▸ **Task set**:
**a.** Write out the part of the marriage forum thread starting with "# married and" and going on through "what to do????".
**b.** Continue the marriage forum thread from the point where it stops.

── Source passage

# married and want to try new sexual things.



## MzAdventure (Oct 24, 2010)

okay here the deal...ive been married for 12 years and my husband and i have sex about 4or 5times a week. our sex life is pretty good. we watch porn together etc. buuut.....i wanna try new things, we r pass toys, oils, a massages lol. i want to try threesomes a couple sex. and yes i have told him i want these new sexual adventures but he isnt as open to them. i told i dont want to go out my marriage to fullfill my fantasies! i would even agree to have an open marriage!!! im desperately seeking excitement!!! what to do????


----------



## terris7777 (Oct 20, 2010)

Hi Mz -- My husband is a huge fan of this and at one time I considered it, but ultimately I could not go through with it. But when I was considering it, he showed me forums of people that participate in it and it explains everything one needs to know and its etiquette. Try researching the internet for these forums (make sure you use a keyword forums when searching for it otherwise you'll get a bunch of porn sites. I'd link them to you privately, but I don't remember them.) Once the research is done, show your husband. Maybe after he sees all the information that's out there, he may become more open to the idea. Good luck!


----------



## marrimy (Oct 24, 2010)

terris7777 said:


> Hi Mz -- My husband is a huge fan of this and at one time I considered it, but ultimately I could not go through with it. But when I was considering it, he showed me forums of people that participate in it and it explains everything one needs to know and its etiquette. Try researching the internet for these forums (make sure you use a keyword forums when searching for it otherwise you'll get a bunch of porn sites. I'd link them to you privately, but I don't remember them.) Once the research is done, show your husband. Maybe after he sees all the information that's out there, he may become more open to the idea. Good luck!


threesom not good, i dont think u married to your husband for love, i am not suggesting u to do that,


----------



## greeneyeddolphin (May 31, 2010)

Keep in mind as you read my answer that I am not the kind of person who could have a threesome or bring any other person into my sex life with my boyfriend. But I do not judge or disapprove of those who do. 

With that said, my first husband was into threesomes and swinging and such. Although I made clear from the beginning that that was not me, I could not and would not do that, he pressed for it anyway. I will admit the way he went about it was to just ask over and over and over, and tell me I was boring and silly and stuff like that. But...the more he pushed, the more annoyed I got. And the more annoyed I got, the more fed up and out of love I got. The more he bugged me to bring other people into our sex life, the less I wanted to have a sex life at all with him. 

While I think terris has a good idea, I also think that once you do that, if he still refuses, your best bet is to drop the topic if you still want to be with him. Continuing to bring it up after he's said no will push him further away. It will make him feel as though he's not enough for you, which will lead to other problems in your sex life.

────
── Records supplied

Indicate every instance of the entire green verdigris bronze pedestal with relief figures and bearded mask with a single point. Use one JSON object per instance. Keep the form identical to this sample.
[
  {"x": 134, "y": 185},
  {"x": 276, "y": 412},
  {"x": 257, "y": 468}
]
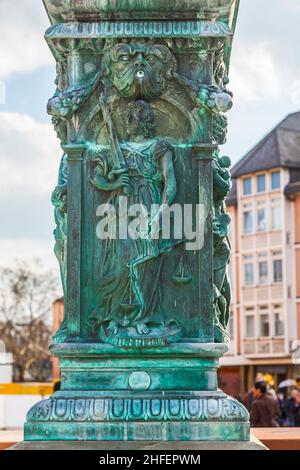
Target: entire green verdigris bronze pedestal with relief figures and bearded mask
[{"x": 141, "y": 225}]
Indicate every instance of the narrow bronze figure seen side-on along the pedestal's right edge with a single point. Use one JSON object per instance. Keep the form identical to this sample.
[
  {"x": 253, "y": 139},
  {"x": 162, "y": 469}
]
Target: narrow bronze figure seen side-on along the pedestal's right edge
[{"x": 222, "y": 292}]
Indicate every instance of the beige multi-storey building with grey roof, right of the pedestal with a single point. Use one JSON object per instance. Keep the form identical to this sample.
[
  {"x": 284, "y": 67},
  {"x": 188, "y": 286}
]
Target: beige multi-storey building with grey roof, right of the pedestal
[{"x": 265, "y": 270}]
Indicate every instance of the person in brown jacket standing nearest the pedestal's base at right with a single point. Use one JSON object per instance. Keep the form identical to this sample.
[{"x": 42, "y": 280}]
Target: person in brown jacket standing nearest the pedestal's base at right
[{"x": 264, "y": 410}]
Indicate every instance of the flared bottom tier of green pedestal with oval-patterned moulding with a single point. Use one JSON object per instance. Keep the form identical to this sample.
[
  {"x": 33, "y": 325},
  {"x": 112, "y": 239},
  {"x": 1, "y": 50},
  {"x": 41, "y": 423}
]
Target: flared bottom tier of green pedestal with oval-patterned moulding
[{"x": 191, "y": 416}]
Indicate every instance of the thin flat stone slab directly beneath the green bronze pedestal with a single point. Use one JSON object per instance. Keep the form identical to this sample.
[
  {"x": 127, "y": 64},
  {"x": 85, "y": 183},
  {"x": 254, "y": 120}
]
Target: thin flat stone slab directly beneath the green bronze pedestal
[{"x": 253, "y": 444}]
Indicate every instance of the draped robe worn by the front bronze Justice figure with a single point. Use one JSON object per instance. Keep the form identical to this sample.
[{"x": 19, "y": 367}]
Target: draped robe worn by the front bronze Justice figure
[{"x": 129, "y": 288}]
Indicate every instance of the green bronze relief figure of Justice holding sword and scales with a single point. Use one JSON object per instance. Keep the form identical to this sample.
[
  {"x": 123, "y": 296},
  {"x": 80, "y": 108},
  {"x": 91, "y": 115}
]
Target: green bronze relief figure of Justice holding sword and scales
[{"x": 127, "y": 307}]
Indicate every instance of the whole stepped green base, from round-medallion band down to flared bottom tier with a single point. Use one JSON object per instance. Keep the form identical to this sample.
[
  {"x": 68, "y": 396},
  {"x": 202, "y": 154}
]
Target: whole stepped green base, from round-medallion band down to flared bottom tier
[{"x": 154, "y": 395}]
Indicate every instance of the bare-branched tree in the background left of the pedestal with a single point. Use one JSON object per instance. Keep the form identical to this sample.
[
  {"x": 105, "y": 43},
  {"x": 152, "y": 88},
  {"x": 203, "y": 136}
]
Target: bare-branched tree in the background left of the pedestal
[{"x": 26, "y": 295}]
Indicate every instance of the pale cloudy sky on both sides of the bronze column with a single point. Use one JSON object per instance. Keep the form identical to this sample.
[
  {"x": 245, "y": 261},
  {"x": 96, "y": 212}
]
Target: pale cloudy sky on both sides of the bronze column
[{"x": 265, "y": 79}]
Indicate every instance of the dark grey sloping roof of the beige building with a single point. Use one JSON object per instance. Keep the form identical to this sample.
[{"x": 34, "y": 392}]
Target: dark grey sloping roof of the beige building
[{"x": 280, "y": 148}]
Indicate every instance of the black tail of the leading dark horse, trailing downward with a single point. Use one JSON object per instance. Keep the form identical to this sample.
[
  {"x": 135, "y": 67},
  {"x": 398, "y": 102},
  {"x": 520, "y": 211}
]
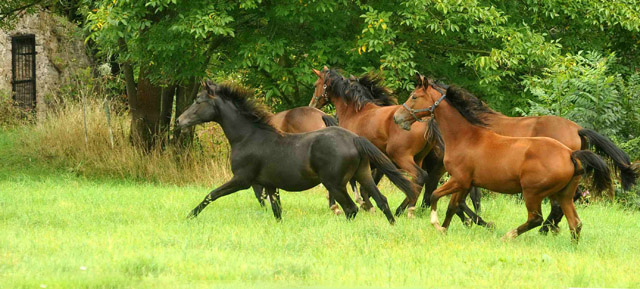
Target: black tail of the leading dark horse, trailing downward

────

▸ **Numbered answers**:
**a.**
# married and want to try new sexual things.



## MzAdventure (Oct 24, 2010)

okay here the deal...ive been married for 12 years and my husband and i have sex about 4or 5times a week. our sex life is pretty good. we watch porn together etc. buuut.....i wanna try new things, we r pass toys, oils, a massages lol. i want to try threesomes a couple sex. and yes i have told him i want these new sexual adventures but he isnt as open to them. i told i dont want to go out my marriage to fullfill my fantasies! i would even agree to have an open marriage!!! im desperately seeking excitement!!! what to do????

**b.**
I also think that sometimes ideas like this are best left in the realm of fantasy. They sound really good when you think about them, but once you actually follow through, you regret it, you feel bad/jealous/ashamed/whatever, and it damages, if not destroys your marriage. 

Even if you get him to agree to it, I'd consider very carefully whether or not to do it. Especially because of his refusal so far, I'd be very concerned that *he* will be the one to be jealous and hurt and not deal well with it.


----------



## malmale (Oct 5, 2010)

if he's not into it and u dont mind sacrificing ur marriage, here's something for u to read 

DISCLAMER : think about ur marriage, talk to ur hubby maybe let him understand about ur urges, then only consider it if u get his consent, otherwise, be happy with what u have 

Responsible Nonmonogamy


----------



## honeypie (Oct 13, 2010)

MzAdventure said:


> okay here the deal...ive been married for 12 years and my husband and i have sex about 4or 5times a week. our sex life is pretty good. we watch porn together etc. buuut.....i wanna try new things, we r pass toys, oils, a massages lol. i want to try threesomes a couple sex. and yes i have told him i want these new sexual adventures but he isnt as open to them. i told i dont want to go out my marriage to fullfill my fantasies! i would even agree to have an open marriage!!! im desperately seeking excitement!!! what to do????


Is it that he just doesn't want some new adventures, doesn't want to share you, or just can't separate sex from love?:scratchhead: Will he allow you to have some of these experiences, discretely, without him?:smthumbup: How would you like to be the third in a threesome with another couple?


----------



## WadeWilson (Jul 4, 2010)

If he did not jump at the chance when you said it... He don't want to and you should not press it. About worrying about going astray... you wer'nt even there.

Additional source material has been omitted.